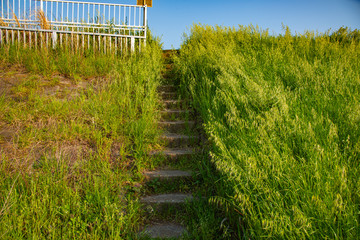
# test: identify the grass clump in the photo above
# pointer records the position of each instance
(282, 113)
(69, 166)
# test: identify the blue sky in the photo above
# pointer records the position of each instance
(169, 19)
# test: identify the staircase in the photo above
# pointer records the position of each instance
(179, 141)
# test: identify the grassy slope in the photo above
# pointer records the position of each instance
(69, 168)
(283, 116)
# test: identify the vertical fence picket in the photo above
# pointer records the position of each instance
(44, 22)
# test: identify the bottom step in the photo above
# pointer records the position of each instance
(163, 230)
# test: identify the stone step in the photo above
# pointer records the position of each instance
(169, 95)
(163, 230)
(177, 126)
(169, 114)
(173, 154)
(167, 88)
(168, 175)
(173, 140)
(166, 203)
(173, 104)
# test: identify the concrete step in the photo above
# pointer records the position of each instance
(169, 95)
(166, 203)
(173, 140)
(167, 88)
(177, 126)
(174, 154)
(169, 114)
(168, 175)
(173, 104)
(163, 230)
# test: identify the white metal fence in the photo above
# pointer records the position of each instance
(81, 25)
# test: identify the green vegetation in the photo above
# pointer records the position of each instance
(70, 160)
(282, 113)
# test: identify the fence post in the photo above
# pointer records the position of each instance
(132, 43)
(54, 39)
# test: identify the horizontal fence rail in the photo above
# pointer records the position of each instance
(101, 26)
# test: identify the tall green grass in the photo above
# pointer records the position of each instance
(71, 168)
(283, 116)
==
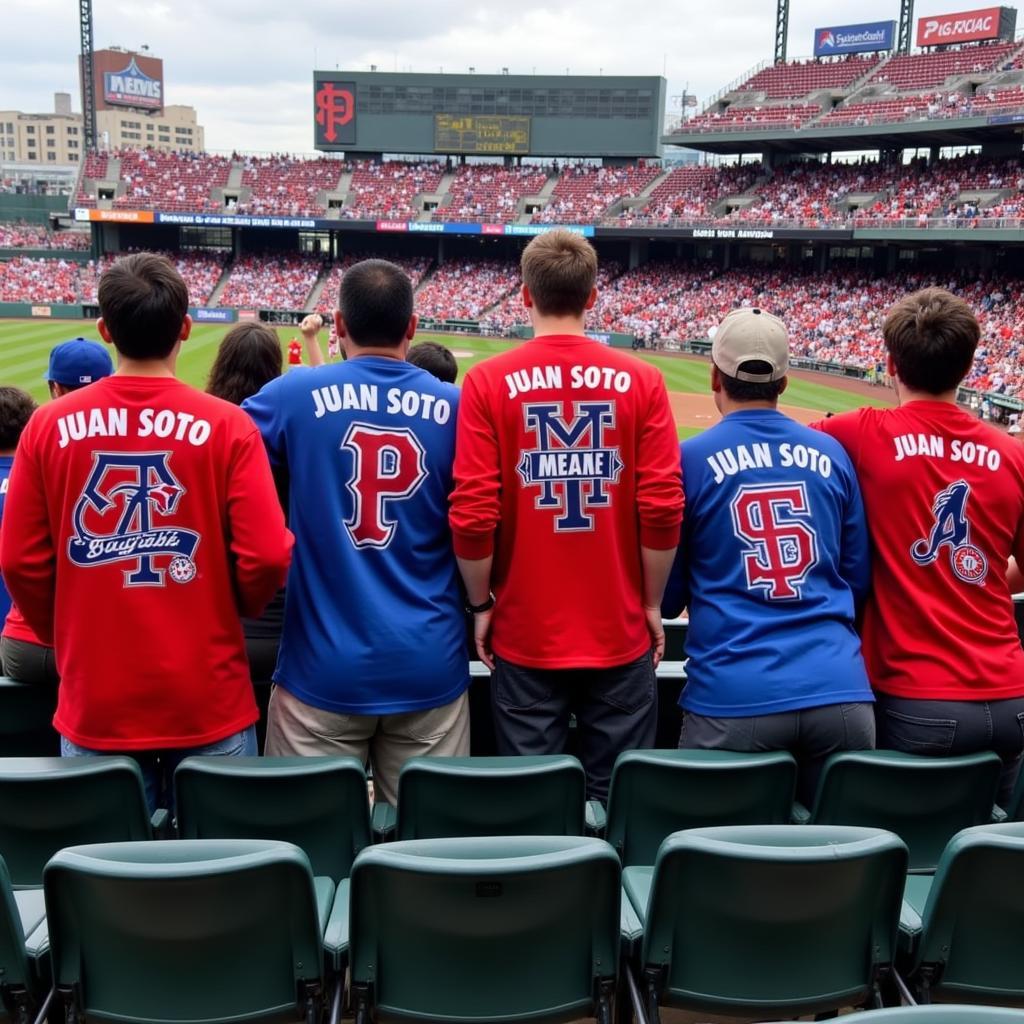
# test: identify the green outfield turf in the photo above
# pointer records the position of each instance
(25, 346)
--
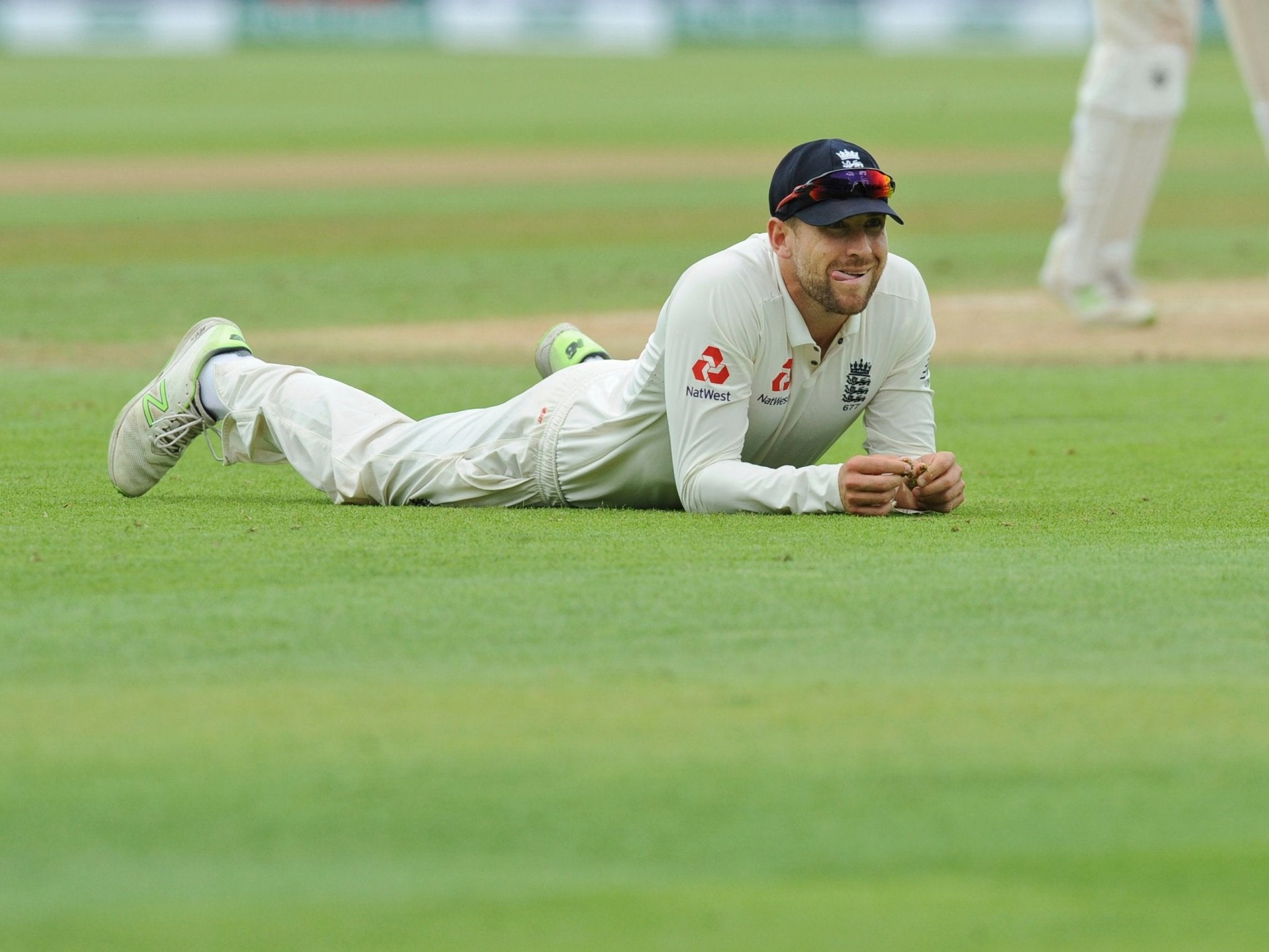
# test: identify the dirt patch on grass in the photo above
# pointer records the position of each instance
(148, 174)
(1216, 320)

=== Written instruction ===
Count the lines in the data above that contain the string "green", with case mattering, and reply with the number alone.

=== Task solution ===
3